抜粋 –
§ §

大本 義正
研究概要
意図伝達における認知的プロセスを解明するという科学的な目標と、その成果を人間と自然にインタラクション可能な人工物の実現という形で応用するという実際的な目標の二つを中心的な研究課題としている。特に、人間とのインタラクションを継続し、社会的関係を構築するエージェントをいかにして実現するのかを、実験を通した構成論的なアプローチで取り組んでいる。
画像処理・センサ情報処理を含む行動計測と分析
エージェントのような、多くの要素が複合的に実装されるようなシステムの場合、複数のシステムを統合的に利用したり、あるいは、未だに存在しないシステムを人間が肩代わりできる環境が必要となる。そういった環境として、Immersive Collaborative Interaction Environment (ICIE)を整備している。この環境を制御するプラットフォーム DEAL は、実行場所・動作条件・実行主体が異なるモジュールを統合して利用することができる。このようなインタラクション実験や実証の環境を用いて、人間とエージェントのインタラクションにおける問題や、新たなインタラクションの形を探る研究を行う。
人間とインタラクションを行うエージェントの作成を通じたモデル検証
人間とエージェントがインタラクションを行う際に、単なる役割分担を超えて、適切に協調行動を行い、また、長期的に発展していく関係を構築するために、エージェントの持つべき要素として、「反応性」「社会性」「永続性」「自律性」が必要である。これらの要素を統合的に備え、ある種の人格を備えていると人間に認識されるようなエージェントの実現を目指している。

§ §

提供された資料 –
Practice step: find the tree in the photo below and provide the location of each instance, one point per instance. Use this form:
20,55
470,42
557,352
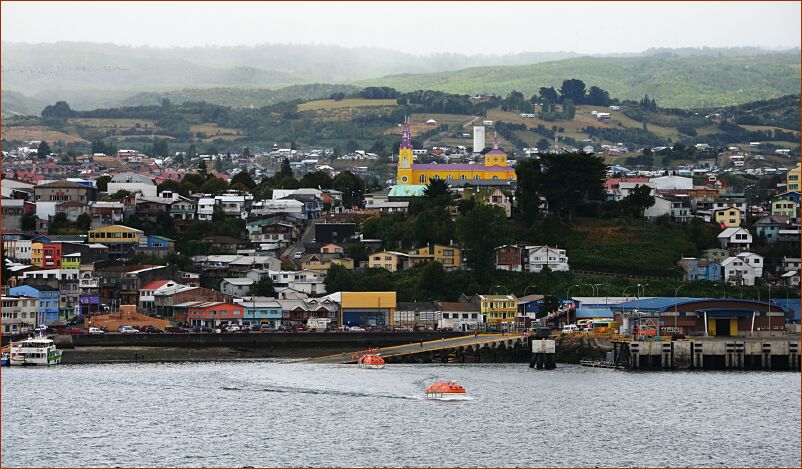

§ §

実施する作業 –
#1 抜粋によると、ICIEという環境を制御するプラットフォームは何という名前ですか。
#2 抜粋の「画像処理・センサ情報処理を含む行動計測と分析」から「ェントの実現を目指している。」までを含めて書き直し、その際に「プラットフォーム」を「基盤ソフトウェア」に置き換えてください。
#3 エージェント研究の概要を述べた文章を、最後の文の後から書き継いでください。

回答 –
#1 DEALです。

#2
画像処理・センサ情報処理を含む行動計測と分析
エージェントのような、多くの要素が複合的に実装されるようなシステムの場合、複数のシステムを統合的に利用したり、あるいは、未だに存在しないシステムを人間が肩代わりできる環境が必要となる。そういった環境として、Immersive Collaborative Interaction Environment (ICIE)を整備している。この環境を制御する基盤ソフトウェア DEAL は、実行場所・動作条件・実行主体が異なるモジュールを統合して利用することができる。このようなインタラクション実験や実証の環境を用いて、人間とエージェントのインタラクションにおける問題や、新たなインタラクションの形を探る研究を行う。
人間とインタラクションを行うエージェントの作成を通じたモデル検証
人間とエージェントがインタラクションを行う際に、単なる役割分担を超えて、適切に協調行動を行い、また、長期的に発展していく関係を構築するために、エージェントの持つべき要素として、「反応性」「社会性」「永続性」「自律性」が必要である。これらの要素を統合的に備え、ある種の人格を備えていると人間に認識されるようなエージェントの実現を目指している。

#3
実験を通した人間の認知活動の分析による人間の内部状態の推定
インタラクションでは、時系列に沿って様々な要素が動的に変化する。また、ほとんどのインタラクションは、実施するたびに異なるプロセスを経て結果にたどり着く。さらに、インタラクションにおける人間の変化は、行動などの目に見えるところに起きるだけではなく、目に見えない心理的な部分にも多くの変化が起きる。このような変化を純粋な観察のみから捉えるのは困難であるため、人間の生理的な反応や脳の活動を計測し、実験中に起きた人間の行動の変化と対応づけることで、一定の客観性を確保した評価を行おうとしている。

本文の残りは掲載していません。